* [THE TASK]: Write out every entry, unchanged. Skip any picture.

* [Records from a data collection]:
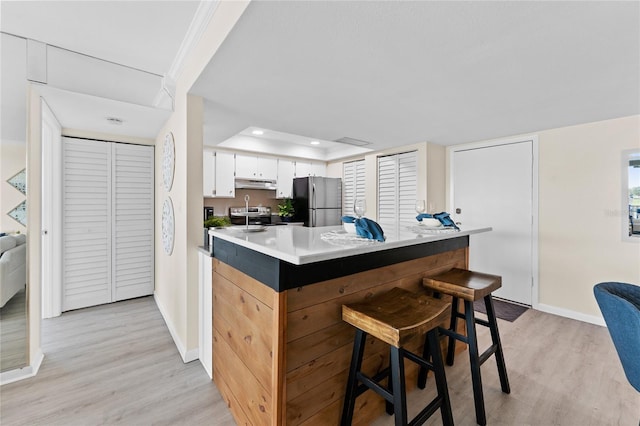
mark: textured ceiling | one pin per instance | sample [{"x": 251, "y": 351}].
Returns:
[
  {"x": 140, "y": 34},
  {"x": 395, "y": 73}
]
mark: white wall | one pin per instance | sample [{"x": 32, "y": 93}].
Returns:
[
  {"x": 177, "y": 275},
  {"x": 580, "y": 224},
  {"x": 580, "y": 219}
]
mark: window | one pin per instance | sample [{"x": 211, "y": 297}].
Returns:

* [ANSWER FOR THIS EXERCISE]:
mark: textured ceiling | one pin per instance | sample [{"x": 251, "y": 351}].
Returns:
[
  {"x": 140, "y": 34},
  {"x": 395, "y": 73}
]
mark: white wall | one pin per instance | sample [{"x": 32, "y": 93}].
Returns:
[
  {"x": 177, "y": 275},
  {"x": 580, "y": 224},
  {"x": 580, "y": 219}
]
mark: window | one pin per instance | sample [{"x": 211, "y": 297}].
Returns:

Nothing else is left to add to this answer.